本文 -
2022年9月29日木曜日

パレイドリアの絵画

 Pareidolia Painting

心理学で「パレイドリア現象」というのがある。雲を見ているときや、壁のシミを見ているとき、何かの物や人間などに見えることがある。ある種の認知症の患者は、普通の人以上に幻影が見えるのが特徴とされ、花の写真を見せて、何が見えるか尋ねると、「あ、顔があります。動物が4匹います。」などと答えるという。


そういう幻視を敏感に見ることができて、その幻影を絵にする画家も多い。ルドンはその代表だろう。「黄色い背景の樹」は美しい絵だが、樹の背後で大きな怪物がこちらを見つめている。2枚目の「オルフェイスの死」では、ボートに乗せられた生首と、それを見つめる天使(?)のような顔が見える。

出典データ:
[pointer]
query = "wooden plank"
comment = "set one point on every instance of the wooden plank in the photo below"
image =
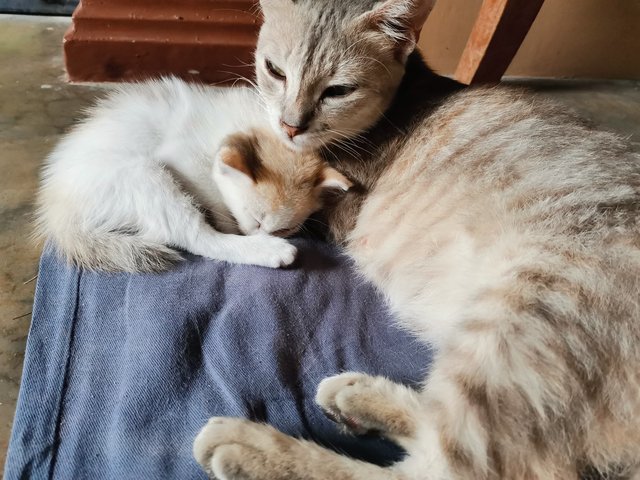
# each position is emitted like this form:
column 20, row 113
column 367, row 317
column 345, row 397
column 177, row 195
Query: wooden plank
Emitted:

課題の内容 -
A - パレイドリアの絵画に関する本文で、幻影を絵にする画家の代表として挙げられているのは誰か。
B - パレイドリアの絵画に関する本文を、最後の文に続けて書き継げ。

各課題の解答 -
A - ルドン。

B -
もっと強烈なのは、マックス・エルンストで、「沈黙の眼」では、自然の岩なのか人工物なのかわからないが、立ちはだかる不気味な壁から怪物のような眼がこちらを睨んでいる。「少女が見た湖の夢」では、森の樹々をよく見ると、一本一本が怪物で、怖い森の幻想を描いている。


2022年9月26日月曜日

アトウッドの「侍女の物語」

「THE HANDMAID'S TALE」 

この世界的ベストセラーをもう一度読み返したが、やはりすごい小説だ。

架空の国「ギレアド」を舞台とした近未来の物語で、キリスト教原理主義者がクーデターを起こし、政権を奪取する。出生率の低下に危機感を抱いている彼らは、すべての女性から仕事と財産を没収し、妊娠可能な女性たちを「侍女」としてエリート層の男の邸宅に派遣する。「侍女」たちはあくまで出産の道具だ。主人公の女性の名は「オブフレッド」だが、「オブ」は「OF」 で、派遣先の男の名「フレッド」の所有物であることを表している。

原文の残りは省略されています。